++++ TEXT EXCERPT ++++

I have a excel file with 131 sheets, that all contain data in the same format. Each sheet contains data of one station, and is named with that number and name. Here is the example for one sheet for station no. 13:
(13) stationName
So far I read the sheets one by one, for example
data13 <- read_excel("mydata.xlsx", n_max = 65, skip = 1, sheet = 7)
In every sheet there's data on 52 variables, that I collect by choosing the required columns.
ID111 <- data13[c(1:9)]
ID112 <- data13[c(1,10:17)]
ID113 <- data13[c(1,18:25)]
ID114 <- data13[c(1,26:33)]
ID115 <- data13[c(1,34:41)]
ID123 <- data13[c(1,42:49)]
ID122 <- data13[c(1,50:57)]
etc.
these are then put into a list
datasets <- list(ID111, ID112, ID113, ID114, ID115, ID123, ID122)
names(datasets) <- c(111, 112, 113, 114, 115, 123, 122)
and I reshape the data using
station13 <- map_dfr(datasets, ~ .x %>%
setNames( c("Year", "MS", "UL", "JS", "BF", "FF", "RF", "CL", "FL")) %>%
pivot_longer(cols = "MS":"FL",
names_to = "Phase",
values_to = "DOY"
), .id = 'Species') %>%
relocate(Species, .after = 'Year')
station13$StationID <- "13"
at the very end I will combine all dataframes to have all data from all excel sheets in one file using rbind().
So far I did copy&paste it for every station and change the station number manually. Is there a way to make this more efficient?
Instead of reading in each of the 131 sheets manually, you can read all the sheets directly into a list using lapply
(then do whatever operations you need on the list)
library(readxl)
# File path
dataxlsx <- "/FilePath/data_file.xlsx"
# Read in all sheets in excel file to a list
xl_list <- lapply(excel_sheets(dataxlsx), read_excel, path = dataxlsx, n_max = 65, skip = 1)
You can rename with
names(xl_list) <- excel_sheets(dataxlsx)

++++

THE REQUEST =
Reproduce the thread on reading Excel sheets in R word for word, from start to finish. The data below is separate material and has no connection to the thread on reading Excel sheets in R.

++++ SUPPLIED RECORDS ++++

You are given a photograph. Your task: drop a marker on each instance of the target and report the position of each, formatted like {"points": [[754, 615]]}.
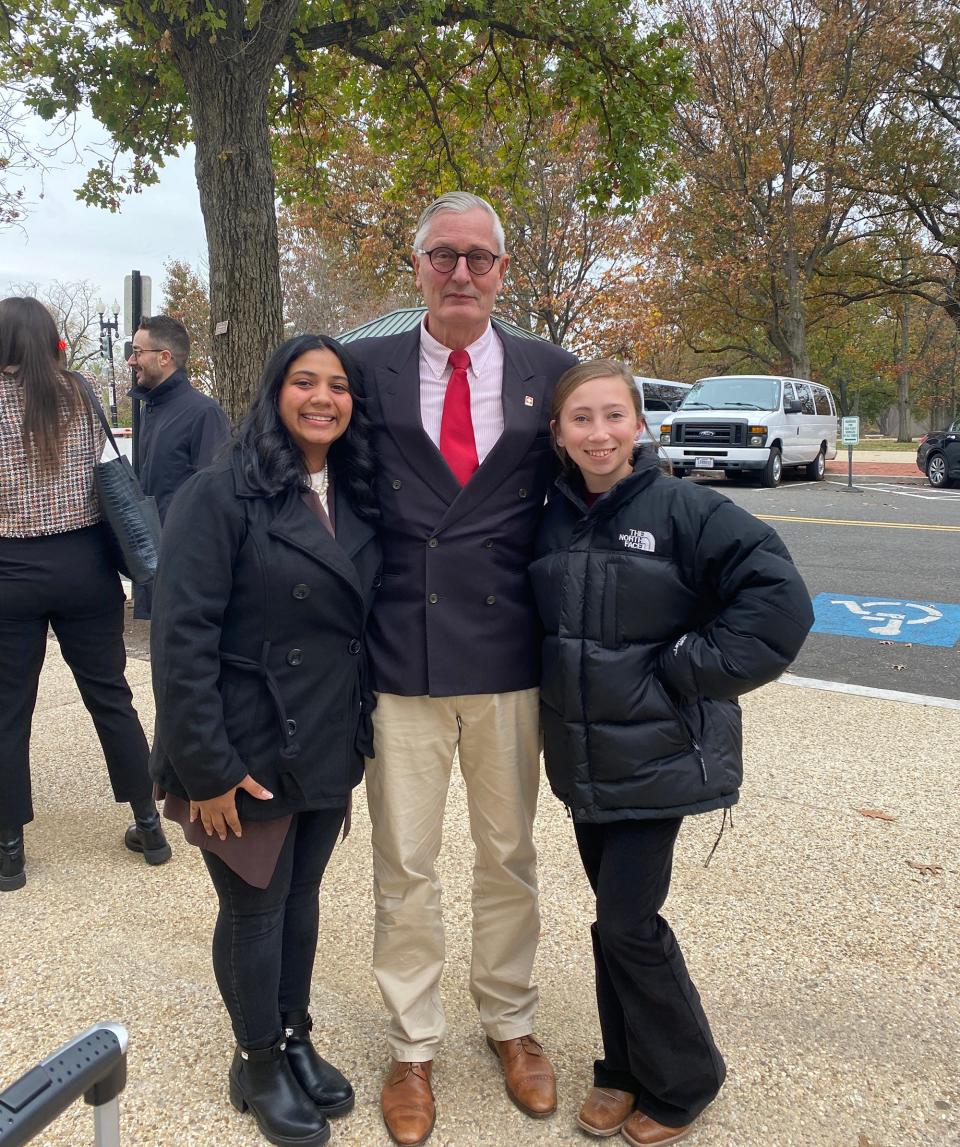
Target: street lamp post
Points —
{"points": [[108, 329]]}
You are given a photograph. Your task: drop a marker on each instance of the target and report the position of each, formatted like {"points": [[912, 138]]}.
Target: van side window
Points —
{"points": [[805, 397]]}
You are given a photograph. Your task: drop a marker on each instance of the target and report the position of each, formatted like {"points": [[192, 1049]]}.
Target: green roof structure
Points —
{"points": [[396, 322]]}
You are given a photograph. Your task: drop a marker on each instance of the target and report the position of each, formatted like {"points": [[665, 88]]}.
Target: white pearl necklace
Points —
{"points": [[319, 483]]}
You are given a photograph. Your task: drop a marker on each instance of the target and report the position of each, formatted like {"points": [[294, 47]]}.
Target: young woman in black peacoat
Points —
{"points": [[266, 575]]}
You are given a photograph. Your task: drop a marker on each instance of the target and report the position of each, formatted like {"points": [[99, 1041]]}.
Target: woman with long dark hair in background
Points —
{"points": [[266, 576], [56, 570]]}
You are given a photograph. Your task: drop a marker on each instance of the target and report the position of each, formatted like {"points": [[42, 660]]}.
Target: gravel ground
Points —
{"points": [[825, 944]]}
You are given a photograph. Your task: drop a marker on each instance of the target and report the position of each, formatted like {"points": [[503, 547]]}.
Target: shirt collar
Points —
{"points": [[435, 354]]}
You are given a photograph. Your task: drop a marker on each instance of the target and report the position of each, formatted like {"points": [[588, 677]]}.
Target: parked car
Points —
{"points": [[938, 455], [661, 393], [752, 426]]}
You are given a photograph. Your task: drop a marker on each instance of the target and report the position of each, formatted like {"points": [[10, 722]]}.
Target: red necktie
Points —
{"points": [[458, 444]]}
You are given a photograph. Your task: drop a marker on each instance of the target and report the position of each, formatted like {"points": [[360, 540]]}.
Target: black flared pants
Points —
{"points": [[656, 1039], [265, 939]]}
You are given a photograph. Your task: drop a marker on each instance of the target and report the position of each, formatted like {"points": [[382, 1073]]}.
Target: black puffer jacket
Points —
{"points": [[662, 603]]}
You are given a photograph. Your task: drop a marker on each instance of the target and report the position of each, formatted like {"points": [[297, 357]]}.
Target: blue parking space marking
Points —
{"points": [[886, 619]]}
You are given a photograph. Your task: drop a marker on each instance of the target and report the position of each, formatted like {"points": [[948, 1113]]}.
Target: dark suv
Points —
{"points": [[938, 455]]}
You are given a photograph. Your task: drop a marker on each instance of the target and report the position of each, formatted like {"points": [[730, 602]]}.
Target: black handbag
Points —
{"points": [[131, 516]]}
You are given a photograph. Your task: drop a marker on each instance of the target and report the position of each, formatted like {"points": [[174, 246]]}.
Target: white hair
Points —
{"points": [[459, 202]]}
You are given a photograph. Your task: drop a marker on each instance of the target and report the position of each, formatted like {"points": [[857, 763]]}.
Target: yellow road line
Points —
{"points": [[842, 521]]}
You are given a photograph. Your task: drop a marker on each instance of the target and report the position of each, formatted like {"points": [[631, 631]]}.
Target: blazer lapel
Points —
{"points": [[523, 397]]}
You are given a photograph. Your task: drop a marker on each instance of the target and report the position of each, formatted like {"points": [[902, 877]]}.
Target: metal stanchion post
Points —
{"points": [[92, 1064]]}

++++

SOLUTION BELOW =
I have a excel file with 131 sheets, that all contain data in the same format. Each sheet contains data of one station, and is named with that number and name. Here is the example for one sheet for station no. 13:
(13) stationName
So far I read the sheets one by one, for example
data13 <- read_excel("mydata.xlsx", n_max = 65, skip = 1, sheet = 7)
In every sheet there's data on 52 variables, that I collect by choosing the required columns.
ID111 <- data13[c(1:9)]
ID112 <- data13[c(1,10:17)]
ID113 <- data13[c(1,18:25)]
ID114 <- data13[c(1,26:33)]
ID115 <- data13[c(1,34:41)]
ID123 <- data13[c(1,42:49)]
ID122 <- data13[c(1,50:57)]
etc.
these are then put into a list
datasets <- list(ID111, ID112, ID113, ID114, ID115, ID123, ID122)
names(datasets) <- c(111, 112, 113, 114, 115, 123, 122)
and I reshape the data using
station13 <- map_dfr(datasets, ~ .x %>%
setNames( c("Year", "MS", "UL", "JS", "BF", "FF", "RF", "CL", "FL")) %>%
pivot_longer(cols = "MS":"FL",
names_to = "Phase",
values_to = "DOY"
), .id = 'Species') %>%
relocate(Species, .after = 'Year')
station13$StationID <- "13"
at the very end I will combine all dataframes to have all data from all excel sheets in one file using rbind().
So far I did copy&paste it for every station and change the station number manually. Is there a way to make this more efficient?
Instead of reading in each of the 131 sheets manually, you can read all the sheets directly into a list using lapply
(then do whatever operations you need on the list)
library(readxl)
# File path
dataxlsx <- "/FilePath/data_file.xlsx"
# Read in all sheets in excel file to a list
xl_list <- lapply(excel_sheets(dataxlsx), read_excel, path = dataxlsx, n_max = 65, skip = 1)
You can rename with
names(xl_list) <- excel_sheets(dataxlsx)